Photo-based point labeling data
::::::::::
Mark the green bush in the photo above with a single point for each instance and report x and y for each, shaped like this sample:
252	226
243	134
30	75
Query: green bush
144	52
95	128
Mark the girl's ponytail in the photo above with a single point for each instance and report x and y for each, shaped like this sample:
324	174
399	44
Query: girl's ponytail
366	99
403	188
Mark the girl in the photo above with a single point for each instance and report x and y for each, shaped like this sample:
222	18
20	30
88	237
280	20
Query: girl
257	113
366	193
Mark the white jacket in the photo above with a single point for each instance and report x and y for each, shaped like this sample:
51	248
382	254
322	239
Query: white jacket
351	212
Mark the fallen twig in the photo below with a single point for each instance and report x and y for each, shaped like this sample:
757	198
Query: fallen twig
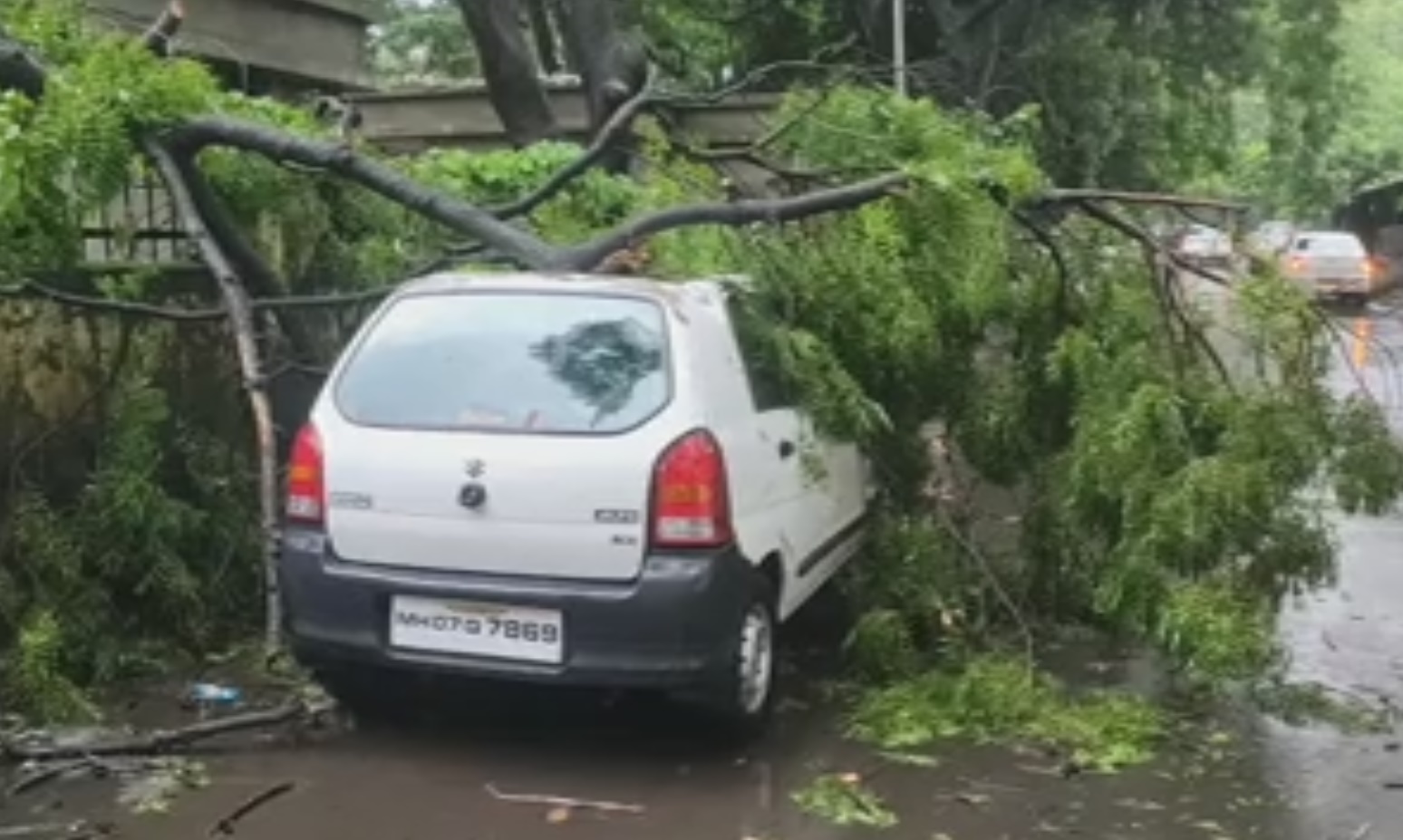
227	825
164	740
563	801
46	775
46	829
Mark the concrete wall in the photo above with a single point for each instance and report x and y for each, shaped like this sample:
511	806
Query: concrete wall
::::::::::
**Exercise aim**: Reproduce all the records verbatim, excluding images.

**Exercise solution**:
Mark the green bush in the photo above with a single point for each instance and report x and y for each, shaped like this sample:
252	226
243	134
30	75
Query: green bush
144	52
95	128
Mark the girl's ponytail in the photo above with a single point for each instance and report x and y for each, shaped like this sample:
324	174
399	44
Query: girl's ponytail
366	99
403	188
Mark the girl in the photo above with a single point for each instance and report x and y for each, shaped like this sample:
222	18
20	30
88	237
280	20
Query: girl
257	113
366	193
Mark the white jacket in the photo above with a single point for each instance and report x and y for each, shaped like this sample:
51	248
382	254
322	239
Query: white jacket
351	212
Mark the fallen twig in the photo below with a single point for each instance and report x and y for each, shaped like this sample:
757	198
Query: fallen twig
227	825
164	740
563	801
46	775
46	829
Mark the concrete wall in the photo above with a single point for each instance and report x and y for each, shaped like this sample:
511	806
Query: concrete wall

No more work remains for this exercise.